_Input data_
______________________________

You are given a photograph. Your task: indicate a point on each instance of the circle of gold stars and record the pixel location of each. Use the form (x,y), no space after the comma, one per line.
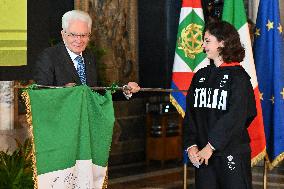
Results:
(269,26)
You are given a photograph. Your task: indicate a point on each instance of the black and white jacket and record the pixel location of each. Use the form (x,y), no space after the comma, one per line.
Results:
(220,107)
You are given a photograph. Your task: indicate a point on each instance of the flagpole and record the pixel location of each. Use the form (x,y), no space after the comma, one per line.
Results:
(107,88)
(184,176)
(265,174)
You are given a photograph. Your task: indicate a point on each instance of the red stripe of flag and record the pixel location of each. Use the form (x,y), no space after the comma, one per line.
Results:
(256,131)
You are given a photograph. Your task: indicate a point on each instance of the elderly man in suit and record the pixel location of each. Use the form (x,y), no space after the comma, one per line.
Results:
(70,63)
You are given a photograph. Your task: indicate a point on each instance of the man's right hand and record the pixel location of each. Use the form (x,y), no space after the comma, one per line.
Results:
(193,155)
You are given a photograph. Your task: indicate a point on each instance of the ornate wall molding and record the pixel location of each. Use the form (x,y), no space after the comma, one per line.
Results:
(115,30)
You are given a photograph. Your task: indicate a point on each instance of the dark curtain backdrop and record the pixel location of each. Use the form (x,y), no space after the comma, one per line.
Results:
(44,24)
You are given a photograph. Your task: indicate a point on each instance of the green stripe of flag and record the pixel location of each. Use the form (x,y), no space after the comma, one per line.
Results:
(234,13)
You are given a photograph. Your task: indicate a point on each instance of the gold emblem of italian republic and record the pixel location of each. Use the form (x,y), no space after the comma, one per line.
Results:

______________________________

_Assignment_
Omitting all images, print the listing exactly.

_Completed task_
You are given a photograph. Your task: indicate a point on each instance of the circle of gold stars and record the pixel location of each. Use the form (x,y), no space after the comma, one per line.
Results:
(269,26)
You are given a photograph. Your task: indicate a point on each instance of the black and white jacket and record the pixel location of each. Use the form (x,y), no space after the comma, one per line.
Results:
(220,107)
You are given a photograph. Your task: indicate a point on each instance of the flagpole and record the pixel location of each. Use the form (x,y), no space after the comma, one per line.
Results:
(107,88)
(184,176)
(265,174)
You are given a photograph. Your task: indicate a point on each instance of the red stripe of flag and record the pixel location of each. Use the form (x,y), no space after the comma, one per line.
Results:
(256,131)
You are given a photograph. Your task: indicate a point on each instance of the elderly man in suit and record the pixel location of each. Use the form (x,y), no space after the comma, one per line.
Results:
(70,63)
You are given a photograph. Your task: indicate a point on each instance of the man's right hand and record the pixel location of each. Use the form (x,y), no space after the comma, one per line.
Results:
(193,155)
You are given a photograph. Your task: indicate a point on each instance of the ornate wall molding and record the pixel location of each. Use the form (x,y), no space after the comma, one per line.
Results:
(115,30)
You are given a photograph. Your task: indicate a point on each instance of the dark curtain backdrop and record the pixel location of each. Use the form (x,y), no space after the comma, one per line.
Results:
(44,24)
You are given a photograph. Your task: indicate a point on each instance of the green stripe of flag and record the pixel location of each. Use the form (x,y), no space after the comma, one per line.
Results:
(234,13)
You are given a photograph. Your task: indicate a point on each instance of the gold emblem of italian republic and record the pixel location of each. Use the form (x,y), no space after the comma, one per line.
Results:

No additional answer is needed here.